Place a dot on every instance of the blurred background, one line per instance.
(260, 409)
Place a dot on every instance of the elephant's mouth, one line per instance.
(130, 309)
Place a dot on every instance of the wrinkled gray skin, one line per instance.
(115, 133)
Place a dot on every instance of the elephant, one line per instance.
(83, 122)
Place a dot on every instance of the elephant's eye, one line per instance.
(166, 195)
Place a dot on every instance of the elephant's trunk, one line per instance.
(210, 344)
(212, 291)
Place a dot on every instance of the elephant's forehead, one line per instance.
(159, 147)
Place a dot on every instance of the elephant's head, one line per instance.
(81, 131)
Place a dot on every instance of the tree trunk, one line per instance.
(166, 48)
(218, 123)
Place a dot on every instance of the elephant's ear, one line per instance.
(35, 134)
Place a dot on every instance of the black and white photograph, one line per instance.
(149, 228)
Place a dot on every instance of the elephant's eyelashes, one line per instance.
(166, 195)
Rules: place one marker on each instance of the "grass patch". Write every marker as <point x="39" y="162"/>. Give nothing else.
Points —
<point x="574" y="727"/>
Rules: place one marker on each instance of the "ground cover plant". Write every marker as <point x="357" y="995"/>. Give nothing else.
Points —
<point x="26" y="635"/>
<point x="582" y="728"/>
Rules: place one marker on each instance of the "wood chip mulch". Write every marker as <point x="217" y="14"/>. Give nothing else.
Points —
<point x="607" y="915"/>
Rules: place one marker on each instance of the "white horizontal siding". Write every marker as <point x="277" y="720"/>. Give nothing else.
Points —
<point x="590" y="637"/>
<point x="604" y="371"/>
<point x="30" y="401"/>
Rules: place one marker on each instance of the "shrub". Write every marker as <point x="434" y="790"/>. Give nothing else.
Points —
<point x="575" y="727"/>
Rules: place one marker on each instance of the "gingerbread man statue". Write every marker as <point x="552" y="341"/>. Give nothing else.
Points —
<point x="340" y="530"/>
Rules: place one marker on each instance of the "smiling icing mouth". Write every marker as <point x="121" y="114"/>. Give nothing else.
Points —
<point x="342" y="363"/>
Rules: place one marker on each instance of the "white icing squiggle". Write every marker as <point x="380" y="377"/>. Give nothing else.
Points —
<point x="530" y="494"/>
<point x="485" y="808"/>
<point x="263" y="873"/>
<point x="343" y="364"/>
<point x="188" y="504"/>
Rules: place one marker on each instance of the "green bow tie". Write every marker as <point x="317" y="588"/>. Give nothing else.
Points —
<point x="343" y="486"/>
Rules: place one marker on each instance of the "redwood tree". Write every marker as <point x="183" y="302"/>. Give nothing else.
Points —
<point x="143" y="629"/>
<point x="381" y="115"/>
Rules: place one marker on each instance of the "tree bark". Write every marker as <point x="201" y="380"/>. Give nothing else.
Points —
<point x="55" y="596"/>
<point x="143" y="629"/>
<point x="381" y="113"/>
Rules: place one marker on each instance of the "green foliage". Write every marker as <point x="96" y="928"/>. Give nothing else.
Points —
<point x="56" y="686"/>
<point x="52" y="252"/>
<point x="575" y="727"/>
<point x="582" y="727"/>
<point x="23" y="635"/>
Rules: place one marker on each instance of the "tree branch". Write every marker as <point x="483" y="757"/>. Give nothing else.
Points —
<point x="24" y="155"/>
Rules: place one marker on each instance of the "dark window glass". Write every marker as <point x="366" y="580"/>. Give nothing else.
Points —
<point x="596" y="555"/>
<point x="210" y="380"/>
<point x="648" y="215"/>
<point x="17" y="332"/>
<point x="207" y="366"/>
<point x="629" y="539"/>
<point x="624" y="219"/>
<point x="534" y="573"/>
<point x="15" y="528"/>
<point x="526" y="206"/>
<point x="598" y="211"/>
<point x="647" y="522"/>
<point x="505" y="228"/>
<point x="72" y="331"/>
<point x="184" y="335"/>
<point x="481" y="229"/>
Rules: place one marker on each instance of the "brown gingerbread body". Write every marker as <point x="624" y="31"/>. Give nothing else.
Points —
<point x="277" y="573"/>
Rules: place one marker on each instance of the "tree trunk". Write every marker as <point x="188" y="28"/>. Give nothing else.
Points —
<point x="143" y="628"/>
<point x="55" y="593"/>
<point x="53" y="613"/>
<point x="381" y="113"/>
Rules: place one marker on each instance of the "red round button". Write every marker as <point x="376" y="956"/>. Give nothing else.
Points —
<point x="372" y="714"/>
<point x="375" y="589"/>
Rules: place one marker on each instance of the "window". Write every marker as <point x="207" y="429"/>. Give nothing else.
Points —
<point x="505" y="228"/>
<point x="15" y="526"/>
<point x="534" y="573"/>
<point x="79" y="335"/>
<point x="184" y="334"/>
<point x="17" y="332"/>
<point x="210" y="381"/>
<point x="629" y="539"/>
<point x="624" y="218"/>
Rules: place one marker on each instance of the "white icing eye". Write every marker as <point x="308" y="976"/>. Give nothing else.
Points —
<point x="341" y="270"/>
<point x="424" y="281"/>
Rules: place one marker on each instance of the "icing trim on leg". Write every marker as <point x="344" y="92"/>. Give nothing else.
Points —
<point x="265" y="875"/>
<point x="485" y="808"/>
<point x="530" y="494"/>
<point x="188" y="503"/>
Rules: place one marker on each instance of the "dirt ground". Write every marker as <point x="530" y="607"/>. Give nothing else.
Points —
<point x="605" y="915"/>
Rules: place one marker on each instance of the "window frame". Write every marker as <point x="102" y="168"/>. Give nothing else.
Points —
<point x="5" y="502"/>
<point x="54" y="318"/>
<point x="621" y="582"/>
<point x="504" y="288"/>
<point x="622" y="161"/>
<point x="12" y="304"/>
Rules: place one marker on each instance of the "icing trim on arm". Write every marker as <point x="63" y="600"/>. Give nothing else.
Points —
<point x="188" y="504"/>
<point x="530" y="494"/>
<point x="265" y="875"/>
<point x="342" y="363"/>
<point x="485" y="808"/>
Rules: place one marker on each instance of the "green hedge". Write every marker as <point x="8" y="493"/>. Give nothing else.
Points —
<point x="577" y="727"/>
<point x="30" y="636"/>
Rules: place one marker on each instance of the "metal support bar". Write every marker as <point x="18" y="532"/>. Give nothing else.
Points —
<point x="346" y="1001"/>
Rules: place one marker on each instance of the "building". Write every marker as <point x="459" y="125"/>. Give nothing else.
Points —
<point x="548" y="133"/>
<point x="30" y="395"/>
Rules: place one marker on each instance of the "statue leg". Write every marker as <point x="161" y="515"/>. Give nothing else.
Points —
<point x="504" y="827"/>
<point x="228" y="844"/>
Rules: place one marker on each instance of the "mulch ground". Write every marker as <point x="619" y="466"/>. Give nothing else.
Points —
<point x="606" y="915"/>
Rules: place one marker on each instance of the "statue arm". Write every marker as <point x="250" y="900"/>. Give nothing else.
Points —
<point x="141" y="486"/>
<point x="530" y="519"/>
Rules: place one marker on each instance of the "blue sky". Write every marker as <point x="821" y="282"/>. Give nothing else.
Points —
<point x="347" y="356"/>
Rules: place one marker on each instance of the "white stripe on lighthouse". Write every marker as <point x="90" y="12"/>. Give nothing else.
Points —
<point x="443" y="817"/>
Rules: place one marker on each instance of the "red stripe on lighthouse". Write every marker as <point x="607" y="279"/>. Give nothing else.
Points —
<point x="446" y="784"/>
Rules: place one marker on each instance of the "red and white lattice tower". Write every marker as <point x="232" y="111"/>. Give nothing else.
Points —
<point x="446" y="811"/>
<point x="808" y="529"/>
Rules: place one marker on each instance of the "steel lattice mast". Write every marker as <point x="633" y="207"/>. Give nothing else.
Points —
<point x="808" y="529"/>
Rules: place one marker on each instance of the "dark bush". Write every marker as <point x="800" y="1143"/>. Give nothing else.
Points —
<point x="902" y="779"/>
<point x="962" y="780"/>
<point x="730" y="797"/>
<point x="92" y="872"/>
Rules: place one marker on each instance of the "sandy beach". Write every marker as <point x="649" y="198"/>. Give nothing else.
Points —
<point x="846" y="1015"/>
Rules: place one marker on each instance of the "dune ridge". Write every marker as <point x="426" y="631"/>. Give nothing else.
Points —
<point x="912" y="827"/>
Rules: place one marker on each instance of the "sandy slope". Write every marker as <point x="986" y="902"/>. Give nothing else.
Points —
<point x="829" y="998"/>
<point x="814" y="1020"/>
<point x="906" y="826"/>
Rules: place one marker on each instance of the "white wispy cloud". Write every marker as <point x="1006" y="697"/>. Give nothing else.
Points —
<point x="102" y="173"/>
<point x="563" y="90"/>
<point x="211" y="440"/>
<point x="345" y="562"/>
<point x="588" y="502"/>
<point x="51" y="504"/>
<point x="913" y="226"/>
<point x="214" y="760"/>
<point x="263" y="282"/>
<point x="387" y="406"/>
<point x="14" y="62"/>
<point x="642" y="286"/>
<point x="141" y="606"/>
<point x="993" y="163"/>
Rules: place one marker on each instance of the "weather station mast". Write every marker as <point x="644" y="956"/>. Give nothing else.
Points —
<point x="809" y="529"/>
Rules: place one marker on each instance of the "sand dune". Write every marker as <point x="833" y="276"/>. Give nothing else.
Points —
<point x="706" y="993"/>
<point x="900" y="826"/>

[WHAT TO PRODUCE]: The expected answer is every line in the data above that carries the string "lighthouse".

[TASK OUTPUT]:
Rules: place one marker on each instance of the "white stripe on lighthouse". Write every marker as <point x="90" y="12"/>. Give nothing else.
Rules: place one marker on each instance of the "red stripe on lighthouse". Write every marker as <point x="607" y="279"/>. Give nothing else.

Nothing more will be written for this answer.